Rewrite the listing below with every occurrence of "output" swapped for "return", leaving everything else unchanged.

━━━━

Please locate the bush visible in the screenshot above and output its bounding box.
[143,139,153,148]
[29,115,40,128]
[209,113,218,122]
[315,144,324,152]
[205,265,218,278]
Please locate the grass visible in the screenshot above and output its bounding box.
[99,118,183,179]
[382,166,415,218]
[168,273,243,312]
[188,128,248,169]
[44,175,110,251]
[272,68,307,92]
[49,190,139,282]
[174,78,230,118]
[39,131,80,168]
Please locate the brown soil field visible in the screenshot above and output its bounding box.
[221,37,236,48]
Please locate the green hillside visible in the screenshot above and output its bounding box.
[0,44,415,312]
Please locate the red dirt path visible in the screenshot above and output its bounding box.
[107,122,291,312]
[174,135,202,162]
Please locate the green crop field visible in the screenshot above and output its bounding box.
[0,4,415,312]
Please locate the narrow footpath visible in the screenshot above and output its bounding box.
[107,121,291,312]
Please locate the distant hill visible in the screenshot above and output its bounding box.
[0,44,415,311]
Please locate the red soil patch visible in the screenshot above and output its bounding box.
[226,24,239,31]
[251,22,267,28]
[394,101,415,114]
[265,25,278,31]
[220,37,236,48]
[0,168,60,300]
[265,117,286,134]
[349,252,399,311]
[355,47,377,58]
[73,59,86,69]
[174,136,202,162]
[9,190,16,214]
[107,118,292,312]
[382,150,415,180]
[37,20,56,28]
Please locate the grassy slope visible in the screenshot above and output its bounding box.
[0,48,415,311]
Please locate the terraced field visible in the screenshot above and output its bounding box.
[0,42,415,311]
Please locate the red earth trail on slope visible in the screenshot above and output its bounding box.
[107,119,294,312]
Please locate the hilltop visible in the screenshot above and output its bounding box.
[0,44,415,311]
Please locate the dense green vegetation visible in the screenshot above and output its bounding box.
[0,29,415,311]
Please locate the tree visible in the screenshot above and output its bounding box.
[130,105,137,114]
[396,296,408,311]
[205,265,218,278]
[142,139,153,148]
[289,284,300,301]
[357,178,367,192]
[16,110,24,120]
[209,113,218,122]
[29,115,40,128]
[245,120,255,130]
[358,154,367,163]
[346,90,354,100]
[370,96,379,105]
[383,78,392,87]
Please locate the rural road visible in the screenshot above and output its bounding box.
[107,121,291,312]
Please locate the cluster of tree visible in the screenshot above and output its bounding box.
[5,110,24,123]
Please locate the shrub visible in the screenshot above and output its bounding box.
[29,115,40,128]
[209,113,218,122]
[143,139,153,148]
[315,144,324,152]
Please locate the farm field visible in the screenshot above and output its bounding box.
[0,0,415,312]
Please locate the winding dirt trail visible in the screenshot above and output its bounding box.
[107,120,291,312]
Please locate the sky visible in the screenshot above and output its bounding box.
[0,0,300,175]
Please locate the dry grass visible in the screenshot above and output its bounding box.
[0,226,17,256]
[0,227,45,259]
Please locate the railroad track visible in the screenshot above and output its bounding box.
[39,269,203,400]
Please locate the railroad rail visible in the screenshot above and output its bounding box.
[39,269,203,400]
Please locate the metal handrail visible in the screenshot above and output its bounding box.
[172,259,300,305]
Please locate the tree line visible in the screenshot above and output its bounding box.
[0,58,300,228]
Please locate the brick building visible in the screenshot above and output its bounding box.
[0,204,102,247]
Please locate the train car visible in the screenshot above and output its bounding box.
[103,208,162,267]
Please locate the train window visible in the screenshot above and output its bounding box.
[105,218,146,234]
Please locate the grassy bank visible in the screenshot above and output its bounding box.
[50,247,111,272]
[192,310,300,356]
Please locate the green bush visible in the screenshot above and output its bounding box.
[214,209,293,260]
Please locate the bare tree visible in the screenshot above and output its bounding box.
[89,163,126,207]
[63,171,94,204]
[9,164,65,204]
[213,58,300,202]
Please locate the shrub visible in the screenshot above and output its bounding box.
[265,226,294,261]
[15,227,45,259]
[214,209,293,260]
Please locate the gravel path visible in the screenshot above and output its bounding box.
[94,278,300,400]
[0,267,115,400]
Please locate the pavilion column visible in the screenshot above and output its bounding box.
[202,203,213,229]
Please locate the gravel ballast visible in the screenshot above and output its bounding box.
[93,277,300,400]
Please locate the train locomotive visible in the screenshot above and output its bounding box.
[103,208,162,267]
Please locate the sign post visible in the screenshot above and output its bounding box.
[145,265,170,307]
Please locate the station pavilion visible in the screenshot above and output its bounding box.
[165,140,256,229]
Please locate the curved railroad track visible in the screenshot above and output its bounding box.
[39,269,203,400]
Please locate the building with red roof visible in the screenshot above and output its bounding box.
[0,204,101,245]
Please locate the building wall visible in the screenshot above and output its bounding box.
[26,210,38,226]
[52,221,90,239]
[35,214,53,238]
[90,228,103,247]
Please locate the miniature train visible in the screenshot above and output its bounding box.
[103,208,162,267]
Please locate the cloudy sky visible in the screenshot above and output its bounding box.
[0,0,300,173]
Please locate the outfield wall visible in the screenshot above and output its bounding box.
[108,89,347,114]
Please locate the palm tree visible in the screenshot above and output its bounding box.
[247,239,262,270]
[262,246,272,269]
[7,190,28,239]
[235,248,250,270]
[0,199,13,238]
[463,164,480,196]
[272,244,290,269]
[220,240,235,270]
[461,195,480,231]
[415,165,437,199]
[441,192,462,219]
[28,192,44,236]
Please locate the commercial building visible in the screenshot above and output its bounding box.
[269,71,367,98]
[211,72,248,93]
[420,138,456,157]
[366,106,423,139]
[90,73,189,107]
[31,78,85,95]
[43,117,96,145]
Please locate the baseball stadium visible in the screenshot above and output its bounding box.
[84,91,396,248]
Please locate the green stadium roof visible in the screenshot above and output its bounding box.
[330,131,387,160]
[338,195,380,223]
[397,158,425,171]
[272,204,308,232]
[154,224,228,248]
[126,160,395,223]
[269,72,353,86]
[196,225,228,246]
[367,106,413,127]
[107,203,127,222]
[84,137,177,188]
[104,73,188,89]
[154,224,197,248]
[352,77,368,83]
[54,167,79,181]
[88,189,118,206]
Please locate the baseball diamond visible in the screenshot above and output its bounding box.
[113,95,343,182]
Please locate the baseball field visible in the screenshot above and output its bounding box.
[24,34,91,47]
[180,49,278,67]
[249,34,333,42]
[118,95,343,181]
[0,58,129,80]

━━━━

▶ [Expected output]:
Please locate the bush visible in the screenshot above and return its bounding box.
[143,139,153,148]
[29,115,40,128]
[209,113,218,122]
[315,144,324,152]
[205,265,218,278]
Please locate the grass visible in the screenshot above and return its bounding box.
[99,118,183,179]
[382,166,415,218]
[168,273,243,312]
[188,128,248,169]
[44,175,110,251]
[272,68,307,92]
[49,190,139,282]
[174,78,230,118]
[39,131,80,168]
Please locate the brown soil field visible in the screenshot above and return its bounding box.
[221,37,236,48]
Please locate the green hillside visible in the screenshot above and return its bounding box.
[0,44,415,312]
Please locate the red dirt path visible in the screenshot above and return its bounding box.
[107,122,291,312]
[174,135,202,162]
Please locate the green crop field visible in the screenshot above and return its bounding box.
[0,4,415,312]
Please locate the narrow footpath visible in the screenshot above and return its bounding box.
[107,121,291,312]
Please locate the distant hill visible in the screenshot above and return its bounding box.
[0,44,415,311]
Please locate the red soil patch visible in the screenshot above and return its bounding box.
[226,24,239,31]
[251,22,267,28]
[394,101,415,114]
[265,25,278,31]
[220,37,236,48]
[0,168,60,300]
[265,117,286,134]
[349,252,399,311]
[355,47,377,58]
[73,59,86,69]
[174,136,202,162]
[9,190,16,214]
[107,118,292,312]
[382,150,415,180]
[37,20,56,28]
Please locate the grassy slope visible in the screenshot above and return its bounding box.
[0,48,415,311]
Please locate the terraced field visible in the screenshot above and return its bounding box.
[0,42,415,311]
Please locate the red earth trail on slope visible in the screenshot above and return its bounding box.
[107,119,294,312]
Please locate the hilltop visible in the screenshot above and return its bounding box.
[0,44,415,311]
Please locate the dense green vegetation visible in the screenshot above and return its bounding box.
[0,29,415,311]
Please locate the tree visible in the screenshot above and return its bounding box.
[130,105,137,114]
[396,296,408,311]
[205,265,218,278]
[142,139,153,148]
[289,284,300,301]
[357,178,367,192]
[16,110,24,120]
[209,113,218,122]
[29,115,40,128]
[245,120,255,130]
[358,154,367,163]
[346,90,354,100]
[370,96,379,105]
[383,78,392,87]
Please locate the rural road visible in the screenshot above and return its bounding box.
[107,121,291,312]
Please locate the cluster of tree visible in the screenshot above and return its bounding box.
[5,110,24,123]
Please locate the shrub visible in the screenshot above and return its bounding box.
[29,115,40,128]
[209,113,218,122]
[143,139,153,148]
[315,144,324,152]
Please locate the farm field visible in the screenshot above and return its bounding box.
[0,0,415,312]
Please locate the winding dirt trail visible in the screenshot above and return its bounding box.
[107,120,291,312]
Please locate the sky visible in the screenshot above and return its bounding box.
[0,0,300,175]
Please locate the dry grass visible in the screenshot above and return its bounding box.
[0,226,17,256]
[0,227,45,259]
Please locate the railroad track visible in the screenshot above and return its bounding box.
[39,269,203,400]
Please locate the railroad rail visible in the screenshot above and return its bounding box.
[39,269,203,400]
Please locate the metal handrail visible in the screenshot above and return its bounding box.
[172,259,300,305]
Please locate the tree line visible in the screenshot above and return its bounding box.
[0,58,300,228]
Please locate the brick building visible in the screenshot above and return its bounding box.
[0,204,102,247]
Please locate the train car visible in the screenshot above and return its bounding box.
[103,208,162,267]
Please locate the train window visible in the screenshot above and return its bounding box.
[105,218,146,234]
Please locate the grassy bank visible in the screenshot above and return its bounding box.
[50,247,111,272]
[192,310,300,356]
Please locate the green bush visible in the screenshot above and return its bounding box.
[214,209,293,260]
Please locate the bare tree visible in the screenshot above and return its bounding box.
[89,163,126,207]
[63,171,94,204]
[9,164,65,204]
[213,58,300,202]
Please locate the shrub visible in the screenshot above and return its bounding box.
[265,226,294,261]
[15,227,45,259]
[214,209,293,260]
Please locate the gravel path visible in the screenshot above and return its bounding box.
[94,278,300,400]
[0,267,115,400]
Please locate the pavilion column visible in the screenshot above and return its bounding box.
[202,203,213,229]
Please locate the gravel ballast visible in the screenshot above and return its bounding box.
[93,277,300,400]
Please locate the train locomotive visible in the screenshot above and return its bounding box.
[103,208,162,267]
Please locate the sign post visible in the screenshot above and return its bounding box.
[145,265,170,307]
Please locate the station pavilion visible in the screenshot above and return its bounding box.
[165,140,256,229]
Please locate the curved railroad track visible in the screenshot above and return its bounding box.
[39,269,203,400]
Please locate the building with red roof visible in the screenshot above and return its bounding box.
[0,204,101,245]
Please locate the building wall visible in the screenshot above and return its bounding box.
[26,210,38,226]
[52,221,90,239]
[35,214,53,238]
[90,228,103,247]
Please locate the miniature train visible in the screenshot above and return its bounding box.
[103,208,162,267]
Please locate the cloudy sky visible in the screenshot above and return its bounding box.
[0,0,300,173]
Please locate the outfield wall visible in the screenshot above and return its bounding box.
[108,89,347,114]
Please locate the palm tree visible in the screenshot above and return its bounding box.
[247,239,262,270]
[262,246,272,269]
[7,190,28,239]
[235,248,250,270]
[0,199,13,238]
[463,164,480,196]
[272,244,290,269]
[220,240,235,270]
[461,195,480,231]
[415,165,437,199]
[441,192,462,219]
[28,192,44,236]
Please locate the commercial building visible in the screenshot above and return its bounding box.
[269,71,367,98]
[211,72,248,93]
[420,138,456,157]
[366,106,423,139]
[90,73,189,107]
[31,78,85,95]
[43,117,96,145]
Please locate the baseball stadium visible in the screenshot above and return its bounding box.
[84,91,396,248]
Please locate the green stadium roof visible in the screenshot above and return its bounding box.
[330,131,387,160]
[338,195,380,223]
[397,158,425,171]
[272,204,308,232]
[154,224,228,248]
[126,160,395,223]
[269,72,353,86]
[196,225,228,246]
[367,106,413,127]
[107,203,127,222]
[84,137,177,188]
[104,73,188,89]
[154,224,197,248]
[352,77,368,83]
[54,167,79,181]
[88,189,118,206]
Please locate the baseball diamond visible in the screenshot above and return its bounding box.
[113,95,343,182]
Please locate the baseball field visible in the screenshot above and return its bounding box.
[24,34,91,47]
[180,49,278,67]
[249,34,333,42]
[118,95,343,181]
[0,58,129,80]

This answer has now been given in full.